* **PROBLEM**:
Find every line in the items below that contains the string "gear", and copy each of those lines in full.
━━━ DATA FOR THIS TASK ━━━
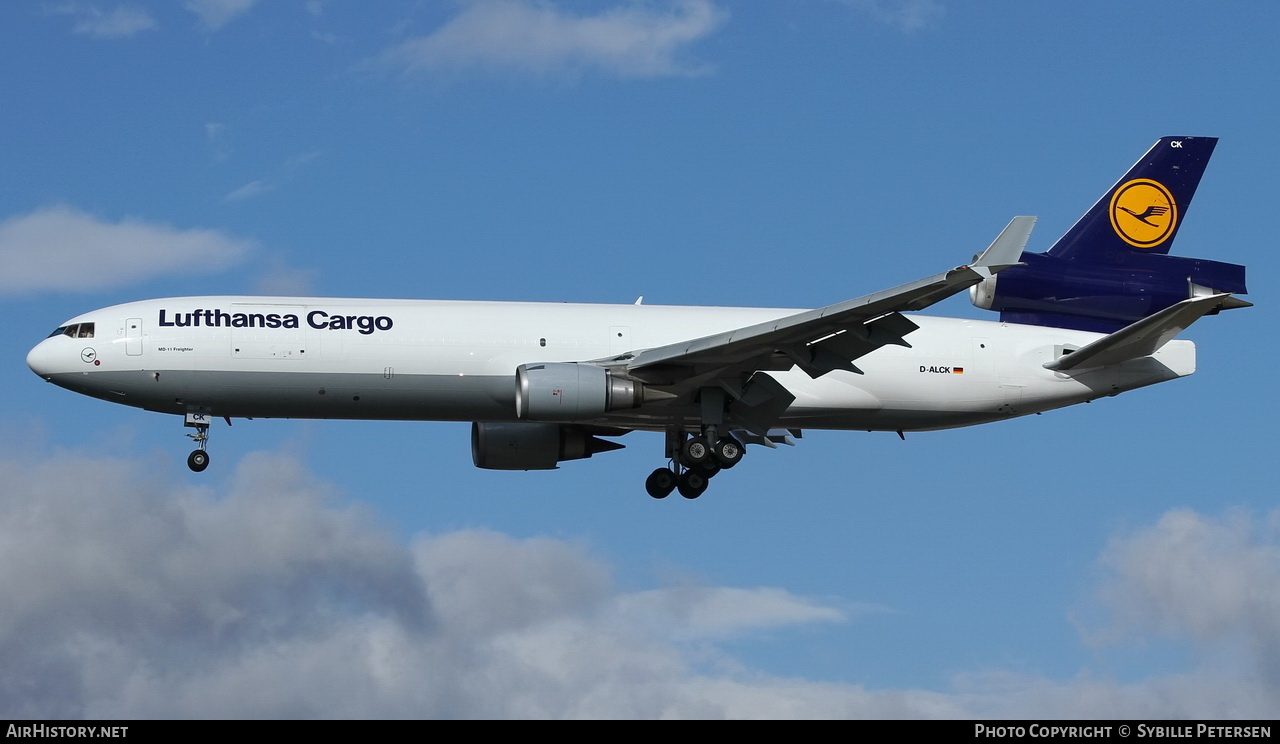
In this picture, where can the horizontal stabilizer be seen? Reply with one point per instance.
(1141, 338)
(1006, 250)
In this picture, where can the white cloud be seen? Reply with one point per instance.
(216, 13)
(131, 594)
(120, 22)
(251, 190)
(64, 249)
(632, 40)
(1214, 582)
(905, 14)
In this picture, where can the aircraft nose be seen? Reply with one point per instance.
(40, 359)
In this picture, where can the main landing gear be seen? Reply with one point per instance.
(199, 459)
(694, 461)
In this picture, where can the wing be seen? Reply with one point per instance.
(817, 341)
(824, 339)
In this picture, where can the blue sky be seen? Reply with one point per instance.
(1119, 558)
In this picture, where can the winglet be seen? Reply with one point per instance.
(1006, 250)
(1141, 338)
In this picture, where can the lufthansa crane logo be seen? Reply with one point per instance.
(1143, 213)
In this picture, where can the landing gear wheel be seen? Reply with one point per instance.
(661, 483)
(727, 451)
(695, 451)
(197, 460)
(691, 484)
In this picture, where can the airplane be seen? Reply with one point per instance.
(1095, 315)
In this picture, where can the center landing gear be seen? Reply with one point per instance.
(694, 462)
(199, 460)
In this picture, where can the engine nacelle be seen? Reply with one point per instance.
(531, 446)
(572, 392)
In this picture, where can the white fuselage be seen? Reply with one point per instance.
(446, 360)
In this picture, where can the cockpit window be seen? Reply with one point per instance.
(77, 331)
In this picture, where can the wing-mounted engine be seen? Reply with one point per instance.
(572, 392)
(504, 446)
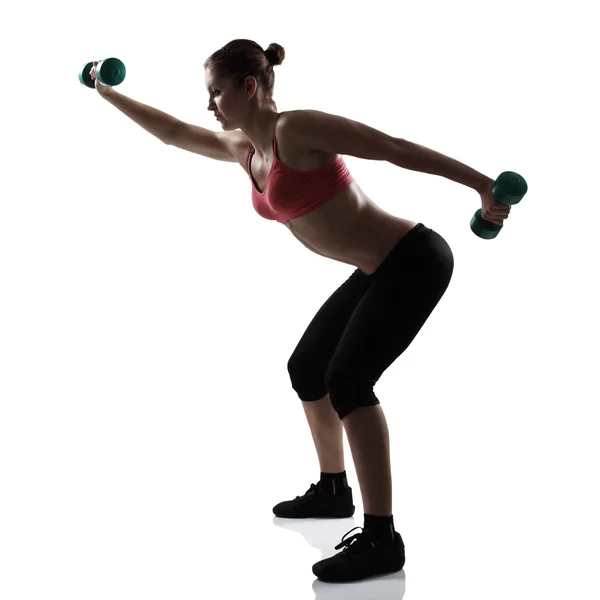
━━━
* **THE SOLUTION**:
In this picture, where can the main landing gear be seen? Reply with one point per instance.
In this picture, where can the landing gear wheel be seen? Reply with one point per instance.
In this picture, where can the center landing gear be seen? Reply with one point per instance.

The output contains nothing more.